══ EXERCISE INPUTS ══

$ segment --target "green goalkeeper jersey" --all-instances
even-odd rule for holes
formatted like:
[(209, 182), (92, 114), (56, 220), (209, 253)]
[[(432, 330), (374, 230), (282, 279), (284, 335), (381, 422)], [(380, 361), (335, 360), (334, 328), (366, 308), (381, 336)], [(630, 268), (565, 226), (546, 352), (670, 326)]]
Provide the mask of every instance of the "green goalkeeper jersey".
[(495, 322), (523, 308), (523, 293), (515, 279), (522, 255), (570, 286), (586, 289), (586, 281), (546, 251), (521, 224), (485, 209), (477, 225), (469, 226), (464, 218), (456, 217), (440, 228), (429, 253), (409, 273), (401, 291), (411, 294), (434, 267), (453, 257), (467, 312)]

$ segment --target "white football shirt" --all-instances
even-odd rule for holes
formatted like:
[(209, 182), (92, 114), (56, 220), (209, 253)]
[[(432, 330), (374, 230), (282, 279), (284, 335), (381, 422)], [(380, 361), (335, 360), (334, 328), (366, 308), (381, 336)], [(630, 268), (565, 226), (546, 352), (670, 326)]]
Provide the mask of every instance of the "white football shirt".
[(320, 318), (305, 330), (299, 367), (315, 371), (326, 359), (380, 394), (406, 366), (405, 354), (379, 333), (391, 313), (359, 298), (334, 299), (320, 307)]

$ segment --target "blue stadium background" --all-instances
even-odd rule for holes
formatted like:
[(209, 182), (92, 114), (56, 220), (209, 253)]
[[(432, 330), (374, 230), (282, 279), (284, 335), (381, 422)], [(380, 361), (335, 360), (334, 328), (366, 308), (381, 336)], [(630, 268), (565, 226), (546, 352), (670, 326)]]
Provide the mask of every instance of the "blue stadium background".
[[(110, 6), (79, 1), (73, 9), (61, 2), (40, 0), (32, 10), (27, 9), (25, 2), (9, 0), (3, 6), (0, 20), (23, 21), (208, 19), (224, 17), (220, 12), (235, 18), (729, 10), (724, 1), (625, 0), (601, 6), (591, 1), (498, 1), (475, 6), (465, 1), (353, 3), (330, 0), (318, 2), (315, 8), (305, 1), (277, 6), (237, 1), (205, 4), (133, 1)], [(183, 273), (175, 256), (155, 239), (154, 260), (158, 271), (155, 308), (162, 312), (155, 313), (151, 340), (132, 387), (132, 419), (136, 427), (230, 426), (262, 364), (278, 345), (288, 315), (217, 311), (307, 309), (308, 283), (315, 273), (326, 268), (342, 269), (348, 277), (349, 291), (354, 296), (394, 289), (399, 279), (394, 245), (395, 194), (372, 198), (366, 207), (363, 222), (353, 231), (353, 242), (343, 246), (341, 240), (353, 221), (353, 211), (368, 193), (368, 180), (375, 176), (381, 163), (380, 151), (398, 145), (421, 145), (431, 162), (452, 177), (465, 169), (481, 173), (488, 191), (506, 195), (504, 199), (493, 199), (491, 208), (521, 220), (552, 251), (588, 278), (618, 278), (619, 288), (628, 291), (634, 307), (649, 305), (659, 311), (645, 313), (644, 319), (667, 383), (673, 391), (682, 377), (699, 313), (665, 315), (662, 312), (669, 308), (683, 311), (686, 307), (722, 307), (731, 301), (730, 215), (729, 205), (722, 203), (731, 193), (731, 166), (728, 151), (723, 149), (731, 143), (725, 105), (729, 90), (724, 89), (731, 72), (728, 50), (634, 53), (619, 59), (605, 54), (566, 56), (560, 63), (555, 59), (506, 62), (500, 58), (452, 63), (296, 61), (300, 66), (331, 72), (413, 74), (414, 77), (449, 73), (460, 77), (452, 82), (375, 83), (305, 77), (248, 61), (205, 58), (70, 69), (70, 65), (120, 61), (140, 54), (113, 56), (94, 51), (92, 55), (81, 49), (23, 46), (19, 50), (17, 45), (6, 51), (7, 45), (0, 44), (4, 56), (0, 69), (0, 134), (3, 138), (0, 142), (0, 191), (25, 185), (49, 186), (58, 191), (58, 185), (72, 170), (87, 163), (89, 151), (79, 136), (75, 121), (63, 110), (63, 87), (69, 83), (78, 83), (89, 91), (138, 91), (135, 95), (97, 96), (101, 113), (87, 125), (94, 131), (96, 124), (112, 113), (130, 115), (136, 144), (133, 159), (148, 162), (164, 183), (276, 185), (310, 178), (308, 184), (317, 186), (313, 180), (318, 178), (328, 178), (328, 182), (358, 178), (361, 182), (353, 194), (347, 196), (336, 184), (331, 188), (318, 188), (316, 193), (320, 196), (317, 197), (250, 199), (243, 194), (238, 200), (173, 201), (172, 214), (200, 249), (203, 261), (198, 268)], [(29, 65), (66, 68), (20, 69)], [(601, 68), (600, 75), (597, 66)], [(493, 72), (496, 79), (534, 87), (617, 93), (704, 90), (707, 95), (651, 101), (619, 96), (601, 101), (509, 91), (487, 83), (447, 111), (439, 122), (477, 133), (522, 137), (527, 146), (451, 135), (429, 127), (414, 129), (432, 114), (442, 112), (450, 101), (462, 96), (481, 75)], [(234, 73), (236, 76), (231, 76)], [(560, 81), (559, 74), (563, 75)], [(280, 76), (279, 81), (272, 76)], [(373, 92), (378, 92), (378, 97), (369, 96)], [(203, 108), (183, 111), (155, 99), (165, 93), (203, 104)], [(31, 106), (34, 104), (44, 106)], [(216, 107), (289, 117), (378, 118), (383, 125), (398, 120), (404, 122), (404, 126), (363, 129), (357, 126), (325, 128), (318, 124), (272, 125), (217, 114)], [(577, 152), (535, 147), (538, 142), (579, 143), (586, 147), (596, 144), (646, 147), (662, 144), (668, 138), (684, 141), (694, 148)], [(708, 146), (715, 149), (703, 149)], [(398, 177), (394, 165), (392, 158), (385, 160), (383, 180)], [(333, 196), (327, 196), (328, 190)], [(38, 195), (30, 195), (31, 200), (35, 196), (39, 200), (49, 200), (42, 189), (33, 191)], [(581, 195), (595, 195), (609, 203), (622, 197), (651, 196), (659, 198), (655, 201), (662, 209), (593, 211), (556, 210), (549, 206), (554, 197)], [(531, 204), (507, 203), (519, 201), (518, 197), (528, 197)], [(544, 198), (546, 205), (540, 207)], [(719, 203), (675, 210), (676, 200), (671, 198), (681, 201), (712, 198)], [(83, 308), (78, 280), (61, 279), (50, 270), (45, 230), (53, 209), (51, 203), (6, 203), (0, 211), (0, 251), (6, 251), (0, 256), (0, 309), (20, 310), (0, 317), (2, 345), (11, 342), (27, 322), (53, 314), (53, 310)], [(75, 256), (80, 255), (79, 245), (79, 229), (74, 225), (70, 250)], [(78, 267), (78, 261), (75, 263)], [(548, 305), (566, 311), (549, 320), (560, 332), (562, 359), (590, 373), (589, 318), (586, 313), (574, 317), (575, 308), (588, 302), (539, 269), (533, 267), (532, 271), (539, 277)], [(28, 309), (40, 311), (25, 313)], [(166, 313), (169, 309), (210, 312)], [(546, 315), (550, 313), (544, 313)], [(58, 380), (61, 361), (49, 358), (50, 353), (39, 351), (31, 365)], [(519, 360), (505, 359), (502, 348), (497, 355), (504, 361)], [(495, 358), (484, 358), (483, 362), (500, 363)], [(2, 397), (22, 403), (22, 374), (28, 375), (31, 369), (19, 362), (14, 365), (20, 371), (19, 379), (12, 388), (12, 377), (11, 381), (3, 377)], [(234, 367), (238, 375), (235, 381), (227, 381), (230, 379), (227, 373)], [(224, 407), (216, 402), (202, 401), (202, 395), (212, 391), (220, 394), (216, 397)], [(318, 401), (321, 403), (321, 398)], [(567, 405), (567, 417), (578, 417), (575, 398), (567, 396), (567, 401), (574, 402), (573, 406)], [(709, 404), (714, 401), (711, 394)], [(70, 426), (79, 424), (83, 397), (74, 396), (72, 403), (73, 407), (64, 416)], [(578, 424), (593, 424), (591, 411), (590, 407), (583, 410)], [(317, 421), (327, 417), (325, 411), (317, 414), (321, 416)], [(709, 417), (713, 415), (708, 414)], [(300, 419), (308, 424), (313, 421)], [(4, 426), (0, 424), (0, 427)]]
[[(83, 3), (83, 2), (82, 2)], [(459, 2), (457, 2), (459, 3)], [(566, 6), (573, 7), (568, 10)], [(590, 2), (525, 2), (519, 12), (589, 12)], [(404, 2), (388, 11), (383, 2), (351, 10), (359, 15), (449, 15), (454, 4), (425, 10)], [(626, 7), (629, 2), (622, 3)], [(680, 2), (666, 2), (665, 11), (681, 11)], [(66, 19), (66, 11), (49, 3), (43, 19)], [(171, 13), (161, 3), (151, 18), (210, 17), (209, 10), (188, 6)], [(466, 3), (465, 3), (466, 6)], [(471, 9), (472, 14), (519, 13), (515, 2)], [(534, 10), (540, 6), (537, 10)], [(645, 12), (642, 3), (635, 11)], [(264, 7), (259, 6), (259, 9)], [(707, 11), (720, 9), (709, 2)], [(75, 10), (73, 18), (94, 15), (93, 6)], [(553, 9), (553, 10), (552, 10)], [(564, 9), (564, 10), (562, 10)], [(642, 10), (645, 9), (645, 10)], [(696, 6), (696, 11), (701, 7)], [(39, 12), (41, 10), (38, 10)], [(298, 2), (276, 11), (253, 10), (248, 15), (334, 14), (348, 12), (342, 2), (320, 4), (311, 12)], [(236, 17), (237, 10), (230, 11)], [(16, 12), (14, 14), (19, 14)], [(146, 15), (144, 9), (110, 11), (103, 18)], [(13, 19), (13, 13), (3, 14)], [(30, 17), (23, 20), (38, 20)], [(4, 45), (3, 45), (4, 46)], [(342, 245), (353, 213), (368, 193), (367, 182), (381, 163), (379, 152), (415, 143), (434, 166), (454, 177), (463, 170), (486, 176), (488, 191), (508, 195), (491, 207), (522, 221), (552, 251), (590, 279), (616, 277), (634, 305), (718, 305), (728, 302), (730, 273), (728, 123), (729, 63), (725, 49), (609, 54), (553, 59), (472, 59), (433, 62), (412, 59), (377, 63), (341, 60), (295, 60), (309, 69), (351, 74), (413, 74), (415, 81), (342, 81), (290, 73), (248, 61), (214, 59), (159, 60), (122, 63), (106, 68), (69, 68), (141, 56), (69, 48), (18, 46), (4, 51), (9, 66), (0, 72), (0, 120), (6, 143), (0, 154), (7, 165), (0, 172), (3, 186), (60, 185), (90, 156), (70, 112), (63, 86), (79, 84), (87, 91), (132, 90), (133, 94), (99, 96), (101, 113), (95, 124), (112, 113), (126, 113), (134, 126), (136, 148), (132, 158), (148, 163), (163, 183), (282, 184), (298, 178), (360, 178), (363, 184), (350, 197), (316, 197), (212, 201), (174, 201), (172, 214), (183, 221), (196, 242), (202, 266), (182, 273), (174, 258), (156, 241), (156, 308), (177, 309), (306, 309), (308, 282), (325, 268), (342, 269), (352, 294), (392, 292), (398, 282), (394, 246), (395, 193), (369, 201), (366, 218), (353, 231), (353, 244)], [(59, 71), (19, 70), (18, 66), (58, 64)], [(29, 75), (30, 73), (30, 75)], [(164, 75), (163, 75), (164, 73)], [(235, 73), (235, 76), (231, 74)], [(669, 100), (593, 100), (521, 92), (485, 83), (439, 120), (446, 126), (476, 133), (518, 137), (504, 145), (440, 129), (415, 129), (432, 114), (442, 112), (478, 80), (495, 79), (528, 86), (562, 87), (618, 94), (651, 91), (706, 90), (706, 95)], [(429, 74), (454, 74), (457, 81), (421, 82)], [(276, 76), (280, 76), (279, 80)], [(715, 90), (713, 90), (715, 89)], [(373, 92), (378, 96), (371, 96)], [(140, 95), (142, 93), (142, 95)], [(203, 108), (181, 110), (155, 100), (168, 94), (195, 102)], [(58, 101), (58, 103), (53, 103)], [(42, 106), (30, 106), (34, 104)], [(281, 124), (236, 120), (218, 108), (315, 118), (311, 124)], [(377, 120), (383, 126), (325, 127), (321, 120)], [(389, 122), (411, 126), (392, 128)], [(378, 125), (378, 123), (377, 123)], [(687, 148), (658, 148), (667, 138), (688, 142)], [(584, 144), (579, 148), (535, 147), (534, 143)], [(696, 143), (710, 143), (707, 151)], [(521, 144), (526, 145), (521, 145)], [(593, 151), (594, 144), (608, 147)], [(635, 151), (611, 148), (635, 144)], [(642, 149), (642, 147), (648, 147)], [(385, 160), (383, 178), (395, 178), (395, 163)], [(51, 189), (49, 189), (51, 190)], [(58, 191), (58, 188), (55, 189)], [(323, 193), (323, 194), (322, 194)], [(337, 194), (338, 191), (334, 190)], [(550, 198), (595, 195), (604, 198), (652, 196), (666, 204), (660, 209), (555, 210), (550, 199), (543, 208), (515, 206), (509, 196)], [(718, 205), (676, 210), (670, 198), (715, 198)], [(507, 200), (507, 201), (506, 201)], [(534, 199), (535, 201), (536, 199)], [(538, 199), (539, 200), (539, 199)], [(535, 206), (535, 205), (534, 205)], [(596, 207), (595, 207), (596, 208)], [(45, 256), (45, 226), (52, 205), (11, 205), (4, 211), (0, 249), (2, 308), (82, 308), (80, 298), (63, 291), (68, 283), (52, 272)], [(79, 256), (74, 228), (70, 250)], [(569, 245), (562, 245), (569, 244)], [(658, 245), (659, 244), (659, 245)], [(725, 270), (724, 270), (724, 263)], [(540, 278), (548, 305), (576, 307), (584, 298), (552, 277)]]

═══

→ WORK INSTRUCTIONS:
Reproduce the items word for word, beginning with their first line and going on through the line that contains "257), (467, 312)]".

→ EXERCISE SOLUTION:
$ segment --target "green goalkeeper jersey" --all-instances
even-odd rule for holes
formatted like:
[(209, 182), (92, 114), (56, 220), (209, 253)]
[[(432, 330), (374, 230), (282, 279), (284, 335), (381, 422)], [(380, 361), (335, 360), (334, 328), (366, 308), (381, 336)], [(630, 268), (565, 226), (546, 352), (670, 326)]]
Provide the mask of every instance of the "green goalkeeper jersey".
[(495, 322), (523, 308), (523, 293), (515, 279), (522, 255), (570, 286), (586, 289), (586, 281), (546, 251), (521, 224), (485, 209), (477, 225), (469, 226), (464, 218), (456, 217), (440, 228), (429, 253), (409, 273), (401, 291), (411, 294), (434, 267), (453, 257), (467, 312)]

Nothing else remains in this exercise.